◆ EXCERPTED PASSAGE ◆

EDIT: sry double post. i cnat seem to delete it


----------



## flame1117 (Aug 1, 2005)

Well if you are trying to add new things to the website you dont have to be ONLINe for it, well at least i dont i work will notepad, but you can have all the webpages on your computer and in the same directorys as they would be on the internet and you can test them without being online, but on the PC.

I have only have my websites go down once, and that was when the servers were being upgraded.

What I was saying about e-mails, if you have many of them you can look at them ALL, and keep them open, and then incase you internet gets shut-off then you can still type what you are going to say, then send it when you can use it again, but this way it will be all typed out.

It will be almost impossible to find any kind of buisness that will give you support 24/7 and work on your problems with websites anyways. when I MAKE a website I always say an extra day incase something needs sorting out, and then is you are just MANTAINING it, nothing should relaly go wrong, and if it does just upload a back-up.

Anywas im going to stop talking now, because I'm getting off-topic and wouild prefer not to be banned


----------



## Praetor (Aug 4, 2005)

> But my kid always plays useless games on his computer instead of doing his homework, reading a book, or doing anything useful.


(cough) belt (cough) 




> Anywas im going to stop talking now, because I'm getting off-topic and wouild prefer not to be banned


Heh good observation


----------



## flame1117 (Aug 4, 2005)

Praetor said:
			
		

> (cough) belt (cough)



How crual, sounds like something I would say, haha.


----------



## Cromewell (Aug 4, 2005)

what makes the computer games useless? They teach literacy, not in the same way reading a book does but it's still a form of it. 'Useless' games can teach kids quite a bit.


----------



## Geoff (Aug 4, 2005)

even though i liked having my own computer, i think its a good idea for kids NOT to ahve their own computer until they are around 16.  Before last christmas, our family shared a computer, and  it worked out pretty well since i was the only one who used it much.  And i dont have my own computer right now either, im typing this from my family computer.

But if you let kids have there own computers, then they would only want to sit in there room and use it, they wouldnt want to go outside and hang out with friends as much.  Altrhough there are times when its useful for kids to have there own computers, one being for research papers when you need to use the internet, or so you can fool around with it since the family wouldnt want you diong it with there computers.

I remember when i was in elementary school, i didnt even have a computer until 5th or 6th grade, and i think that was good, because we always went outside, got excercise, hung out with friends, now, i see the elementary schoolers and alot more of them are overweight, and all they seem to do is IM each other.

◆ EXERCISE 1 ◆
Find every line in the records below that contains the word "rabbit", and copy each of those lines.
◆ EXERCISE 2 ◆
Pick up the forum thread about kids having their own computers and keep it going from the point where it stops.

◆ RECORD EXTRACTS ◆
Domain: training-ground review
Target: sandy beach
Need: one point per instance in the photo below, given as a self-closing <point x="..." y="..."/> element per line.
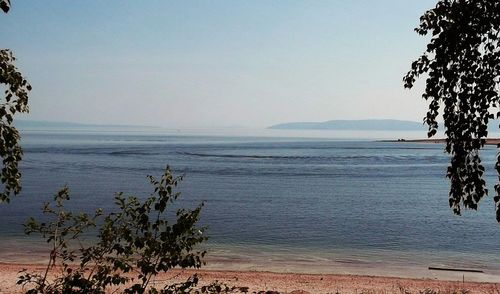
<point x="289" y="282"/>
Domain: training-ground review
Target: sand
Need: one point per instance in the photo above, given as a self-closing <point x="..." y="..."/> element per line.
<point x="289" y="282"/>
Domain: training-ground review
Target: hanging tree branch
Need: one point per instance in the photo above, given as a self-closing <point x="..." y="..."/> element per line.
<point x="462" y="63"/>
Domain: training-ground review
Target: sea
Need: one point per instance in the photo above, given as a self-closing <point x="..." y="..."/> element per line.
<point x="274" y="200"/>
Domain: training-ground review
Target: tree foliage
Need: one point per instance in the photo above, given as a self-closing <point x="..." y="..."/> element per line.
<point x="462" y="67"/>
<point x="135" y="243"/>
<point x="14" y="101"/>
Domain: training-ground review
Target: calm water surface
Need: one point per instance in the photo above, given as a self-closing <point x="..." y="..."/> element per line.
<point x="317" y="202"/>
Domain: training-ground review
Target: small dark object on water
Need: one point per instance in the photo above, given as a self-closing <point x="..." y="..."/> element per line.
<point x="455" y="269"/>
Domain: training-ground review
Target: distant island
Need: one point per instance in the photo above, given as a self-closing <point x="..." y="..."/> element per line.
<point x="361" y="125"/>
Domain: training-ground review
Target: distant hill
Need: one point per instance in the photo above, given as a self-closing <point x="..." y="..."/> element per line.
<point x="363" y="125"/>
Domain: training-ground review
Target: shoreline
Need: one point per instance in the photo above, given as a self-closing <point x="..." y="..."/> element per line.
<point x="490" y="141"/>
<point x="288" y="282"/>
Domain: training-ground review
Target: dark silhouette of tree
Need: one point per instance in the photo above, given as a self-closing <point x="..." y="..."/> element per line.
<point x="462" y="66"/>
<point x="14" y="101"/>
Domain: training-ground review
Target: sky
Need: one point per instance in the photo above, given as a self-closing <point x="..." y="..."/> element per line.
<point x="191" y="64"/>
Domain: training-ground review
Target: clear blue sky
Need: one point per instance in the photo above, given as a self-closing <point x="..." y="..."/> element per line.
<point x="216" y="63"/>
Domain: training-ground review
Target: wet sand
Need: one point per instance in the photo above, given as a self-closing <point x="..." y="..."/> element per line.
<point x="288" y="282"/>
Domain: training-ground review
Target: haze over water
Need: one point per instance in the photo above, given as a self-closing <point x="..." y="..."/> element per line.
<point x="314" y="203"/>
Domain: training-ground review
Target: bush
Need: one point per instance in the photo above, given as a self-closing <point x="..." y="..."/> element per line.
<point x="133" y="245"/>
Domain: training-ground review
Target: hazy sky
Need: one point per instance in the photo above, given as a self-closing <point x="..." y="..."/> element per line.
<point x="188" y="64"/>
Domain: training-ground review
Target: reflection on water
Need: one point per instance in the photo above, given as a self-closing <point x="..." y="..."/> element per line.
<point x="299" y="204"/>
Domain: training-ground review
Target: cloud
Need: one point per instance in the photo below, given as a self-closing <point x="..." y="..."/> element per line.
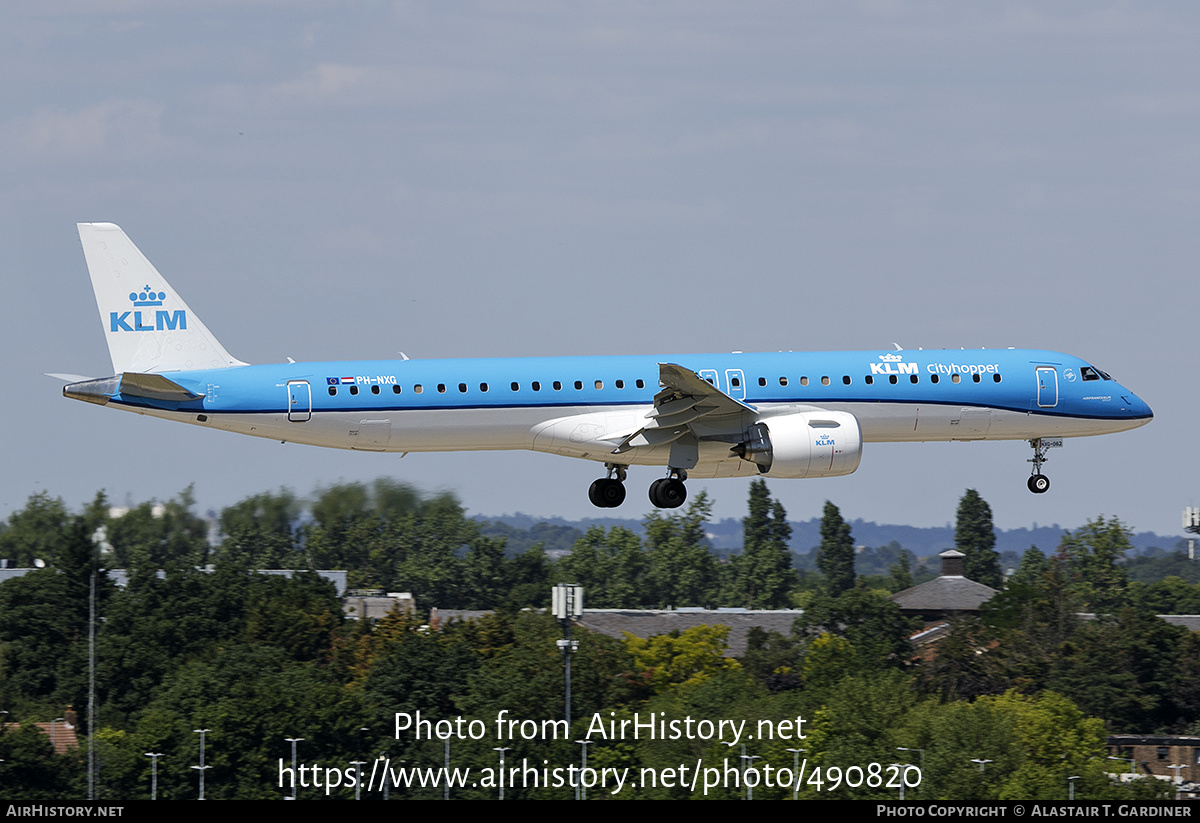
<point x="113" y="126"/>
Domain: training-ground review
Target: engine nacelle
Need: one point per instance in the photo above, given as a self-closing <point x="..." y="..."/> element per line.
<point x="807" y="444"/>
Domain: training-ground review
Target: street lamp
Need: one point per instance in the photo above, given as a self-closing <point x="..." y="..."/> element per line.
<point x="796" y="773"/>
<point x="202" y="768"/>
<point x="294" y="778"/>
<point x="154" y="773"/>
<point x="581" y="791"/>
<point x="502" y="750"/>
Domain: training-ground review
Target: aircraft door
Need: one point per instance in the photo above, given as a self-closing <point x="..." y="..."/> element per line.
<point x="299" y="401"/>
<point x="735" y="384"/>
<point x="1048" y="386"/>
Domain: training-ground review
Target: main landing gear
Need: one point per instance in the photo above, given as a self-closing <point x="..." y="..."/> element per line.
<point x="609" y="492"/>
<point x="670" y="492"/>
<point x="1038" y="482"/>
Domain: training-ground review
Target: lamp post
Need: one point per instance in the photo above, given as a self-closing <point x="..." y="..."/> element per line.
<point x="796" y="773"/>
<point x="502" y="750"/>
<point x="567" y="602"/>
<point x="294" y="778"/>
<point x="581" y="791"/>
<point x="154" y="773"/>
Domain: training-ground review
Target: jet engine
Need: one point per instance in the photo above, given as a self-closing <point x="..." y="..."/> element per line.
<point x="807" y="444"/>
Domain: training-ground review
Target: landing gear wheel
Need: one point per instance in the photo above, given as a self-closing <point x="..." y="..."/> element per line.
<point x="613" y="493"/>
<point x="667" y="493"/>
<point x="606" y="493"/>
<point x="595" y="496"/>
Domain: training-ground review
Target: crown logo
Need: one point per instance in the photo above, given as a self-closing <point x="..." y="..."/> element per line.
<point x="148" y="296"/>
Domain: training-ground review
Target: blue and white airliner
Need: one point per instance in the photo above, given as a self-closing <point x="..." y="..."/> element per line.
<point x="803" y="414"/>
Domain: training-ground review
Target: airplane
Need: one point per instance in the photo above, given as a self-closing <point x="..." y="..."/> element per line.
<point x="784" y="414"/>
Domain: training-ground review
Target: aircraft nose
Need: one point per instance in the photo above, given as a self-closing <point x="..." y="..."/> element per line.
<point x="1135" y="406"/>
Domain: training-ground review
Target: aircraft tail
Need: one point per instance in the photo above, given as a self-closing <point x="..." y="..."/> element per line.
<point x="147" y="324"/>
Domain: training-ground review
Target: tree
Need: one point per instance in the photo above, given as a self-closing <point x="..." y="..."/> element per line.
<point x="1092" y="554"/>
<point x="762" y="572"/>
<point x="975" y="536"/>
<point x="835" y="557"/>
<point x="681" y="570"/>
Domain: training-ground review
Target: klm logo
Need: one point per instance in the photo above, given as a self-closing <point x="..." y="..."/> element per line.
<point x="163" y="320"/>
<point x="893" y="365"/>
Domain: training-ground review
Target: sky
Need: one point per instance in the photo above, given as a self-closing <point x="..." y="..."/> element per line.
<point x="336" y="180"/>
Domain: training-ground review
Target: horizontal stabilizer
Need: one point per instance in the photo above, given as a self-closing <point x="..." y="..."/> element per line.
<point x="129" y="384"/>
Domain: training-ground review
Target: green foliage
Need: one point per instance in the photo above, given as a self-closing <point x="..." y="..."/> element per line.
<point x="683" y="658"/>
<point x="262" y="532"/>
<point x="762" y="575"/>
<point x="681" y="570"/>
<point x="155" y="536"/>
<point x="835" y="557"/>
<point x="1033" y="566"/>
<point x="1092" y="554"/>
<point x="975" y="536"/>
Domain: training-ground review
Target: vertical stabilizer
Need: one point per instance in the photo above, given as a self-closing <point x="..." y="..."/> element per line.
<point x="148" y="326"/>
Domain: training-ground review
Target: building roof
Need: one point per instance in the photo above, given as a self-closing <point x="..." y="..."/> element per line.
<point x="945" y="594"/>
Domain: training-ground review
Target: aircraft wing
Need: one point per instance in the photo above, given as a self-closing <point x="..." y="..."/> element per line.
<point x="685" y="400"/>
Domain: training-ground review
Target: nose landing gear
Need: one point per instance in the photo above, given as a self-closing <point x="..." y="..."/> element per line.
<point x="1038" y="482"/>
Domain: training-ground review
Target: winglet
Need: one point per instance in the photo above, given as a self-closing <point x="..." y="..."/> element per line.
<point x="147" y="324"/>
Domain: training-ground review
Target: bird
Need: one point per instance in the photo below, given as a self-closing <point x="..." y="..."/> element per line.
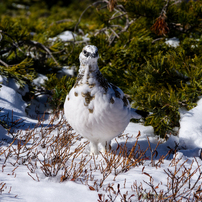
<point x="95" y="108"/>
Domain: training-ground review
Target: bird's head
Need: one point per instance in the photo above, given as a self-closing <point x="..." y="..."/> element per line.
<point x="89" y="55"/>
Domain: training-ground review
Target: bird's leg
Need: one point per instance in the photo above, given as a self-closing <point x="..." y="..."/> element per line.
<point x="105" y="146"/>
<point x="93" y="148"/>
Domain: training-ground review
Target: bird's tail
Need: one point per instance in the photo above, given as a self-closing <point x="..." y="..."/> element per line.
<point x="138" y="114"/>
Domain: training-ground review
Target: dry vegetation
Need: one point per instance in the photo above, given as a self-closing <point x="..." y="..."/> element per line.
<point x="54" y="149"/>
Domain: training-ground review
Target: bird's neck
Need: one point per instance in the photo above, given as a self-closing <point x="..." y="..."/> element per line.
<point x="88" y="71"/>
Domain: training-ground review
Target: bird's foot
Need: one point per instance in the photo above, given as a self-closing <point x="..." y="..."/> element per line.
<point x="93" y="148"/>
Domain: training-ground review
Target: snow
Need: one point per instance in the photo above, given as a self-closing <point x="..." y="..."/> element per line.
<point x="25" y="185"/>
<point x="190" y="134"/>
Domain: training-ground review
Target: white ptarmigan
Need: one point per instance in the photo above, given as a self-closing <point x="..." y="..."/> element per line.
<point x="95" y="108"/>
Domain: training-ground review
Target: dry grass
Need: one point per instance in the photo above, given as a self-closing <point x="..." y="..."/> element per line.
<point x="55" y="150"/>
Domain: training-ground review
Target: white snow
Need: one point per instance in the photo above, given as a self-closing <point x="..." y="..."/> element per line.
<point x="20" y="186"/>
<point x="190" y="134"/>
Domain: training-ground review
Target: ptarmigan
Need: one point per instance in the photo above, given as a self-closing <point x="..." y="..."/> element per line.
<point x="95" y="108"/>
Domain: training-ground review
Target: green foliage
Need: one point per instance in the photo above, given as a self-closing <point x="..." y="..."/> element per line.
<point x="131" y="38"/>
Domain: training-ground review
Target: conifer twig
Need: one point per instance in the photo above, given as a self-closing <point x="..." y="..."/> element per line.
<point x="91" y="5"/>
<point x="3" y="63"/>
<point x="37" y="44"/>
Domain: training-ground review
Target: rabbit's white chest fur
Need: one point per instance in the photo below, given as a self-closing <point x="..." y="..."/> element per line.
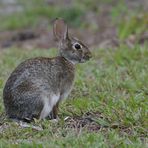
<point x="48" y="105"/>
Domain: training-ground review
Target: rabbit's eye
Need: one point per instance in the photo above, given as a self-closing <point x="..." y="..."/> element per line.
<point x="77" y="46"/>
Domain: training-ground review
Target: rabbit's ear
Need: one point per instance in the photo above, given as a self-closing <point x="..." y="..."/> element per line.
<point x="60" y="29"/>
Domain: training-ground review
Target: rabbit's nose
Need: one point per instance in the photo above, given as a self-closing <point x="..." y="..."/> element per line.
<point x="88" y="55"/>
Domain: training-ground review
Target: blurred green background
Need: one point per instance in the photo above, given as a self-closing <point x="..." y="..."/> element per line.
<point x="98" y="22"/>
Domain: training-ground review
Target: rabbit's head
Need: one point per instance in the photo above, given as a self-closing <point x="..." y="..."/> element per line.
<point x="70" y="48"/>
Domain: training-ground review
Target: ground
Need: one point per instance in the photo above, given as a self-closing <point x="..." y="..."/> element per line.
<point x="108" y="104"/>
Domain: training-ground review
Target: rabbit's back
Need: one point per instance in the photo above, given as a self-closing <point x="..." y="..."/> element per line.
<point x="33" y="81"/>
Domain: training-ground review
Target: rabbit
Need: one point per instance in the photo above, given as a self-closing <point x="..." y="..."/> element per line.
<point x="37" y="86"/>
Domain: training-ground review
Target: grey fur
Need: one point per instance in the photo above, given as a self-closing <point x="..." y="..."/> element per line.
<point x="38" y="77"/>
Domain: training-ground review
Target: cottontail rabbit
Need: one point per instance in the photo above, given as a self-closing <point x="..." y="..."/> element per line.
<point x="36" y="86"/>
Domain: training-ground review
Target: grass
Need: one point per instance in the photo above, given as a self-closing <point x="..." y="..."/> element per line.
<point x="113" y="83"/>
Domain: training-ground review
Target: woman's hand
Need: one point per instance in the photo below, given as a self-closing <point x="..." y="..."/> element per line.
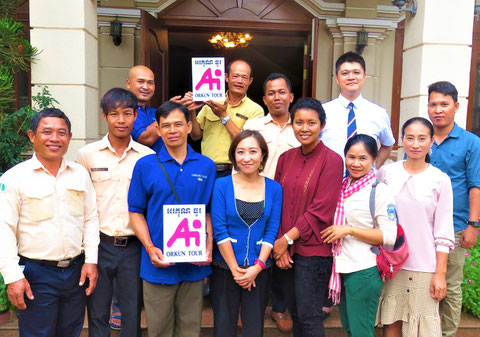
<point x="280" y="246"/>
<point x="284" y="261"/>
<point x="248" y="275"/>
<point x="438" y="287"/>
<point x="334" y="233"/>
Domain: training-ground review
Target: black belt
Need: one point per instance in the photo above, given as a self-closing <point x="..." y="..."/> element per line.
<point x="59" y="264"/>
<point x="223" y="167"/>
<point x="118" y="241"/>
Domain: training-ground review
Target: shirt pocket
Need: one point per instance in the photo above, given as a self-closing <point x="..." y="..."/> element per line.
<point x="75" y="201"/>
<point x="38" y="205"/>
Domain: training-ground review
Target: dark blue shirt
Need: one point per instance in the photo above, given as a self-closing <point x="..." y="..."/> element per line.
<point x="459" y="157"/>
<point x="149" y="191"/>
<point x="145" y="117"/>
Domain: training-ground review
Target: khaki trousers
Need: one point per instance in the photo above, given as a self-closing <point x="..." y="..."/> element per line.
<point x="451" y="305"/>
<point x="173" y="310"/>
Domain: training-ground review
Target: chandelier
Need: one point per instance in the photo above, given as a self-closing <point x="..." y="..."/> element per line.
<point x="230" y="40"/>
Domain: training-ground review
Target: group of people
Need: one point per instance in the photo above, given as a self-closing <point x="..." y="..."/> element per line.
<point x="287" y="197"/>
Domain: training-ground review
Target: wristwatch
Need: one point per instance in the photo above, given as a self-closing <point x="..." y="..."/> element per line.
<point x="225" y="120"/>
<point x="289" y="241"/>
<point x="475" y="224"/>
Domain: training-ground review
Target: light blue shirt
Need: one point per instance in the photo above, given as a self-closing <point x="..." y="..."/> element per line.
<point x="459" y="157"/>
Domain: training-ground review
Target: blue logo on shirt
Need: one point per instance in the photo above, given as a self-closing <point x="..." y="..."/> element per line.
<point x="391" y="212"/>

◆ TASK OUTPUT 1 ◆
Target: rabbit's white chest fur
Target: rabbit's eye
Target: rabbit's ear
Target: rabbit's nose
Target: rabbit's head
Target: rabbit's back
Target: rabbit
Target: cottontail rabbit

◆ TASK OUTPUT 2 ◆
----------



## Dropkickmurphys (Aug 4, 2005)

there is absolutely NOTHING wrong with kids having their own computers, most kids today have their own games console, there isnt much difference, except in my opinion computers are soooooooo much better! (for games + they do more )


----------



## apj101 (Aug 4, 2005)

sure give them a computer just moniter what they're doing on it. Set up a gateway/proxy and record all the sites they go on. Set up restricted policies for them stopping them installing stuff. 
If the kids get good enough to bypass all the security that you set up then you know that they are not just wasting time on there, but are actually getting quite good.

Oh maybe only install linux. Learning linux is a great skill that will harbour a desire to learn much more.


----------



## randruff (Aug 4, 2005)

they gotta get porn somehow


----------



## Lorand (Aug 4, 2005)

Cromewell said:
			
		

> what makes the computer games useless?


Ok, show me one single useful computer game. Don't trick me with checkers or similar mind-challenging games, those are useful, but existed (and still exist) without computers too.


----------



## flame1117 (Aug 4, 2005)

geoff5093 said:
			
		

> even though i liked having my own computer, i think its a good idea for kids NOT to ahve their own computer until they are around 16.  Before last christmas, our family shared a computer, and  it worked out pretty well since i was the only one who used it much.  And i dont have my own computer right now either, im typing this from my family computer.
> 
> But if you let kids have there own computers, then they would only want to sit in there room and use it, they wouldnt want to go outside and hang out with friends as much.  Altrhough there are times when its useful for kids to have there own computers, one being for research papers when you need to use the internet, or so you can fool around with it since the family wouldnt want you diong it with there computers.
> 
> I remember when i was in elementary school, i didnt even have a computer until 5th or 6th grade, and i think that was good, because we always went outside, got excercise, hung out with friends, now, i see the elementary schoolers and alot more of them are overweight, and all they seem to do is IM each other.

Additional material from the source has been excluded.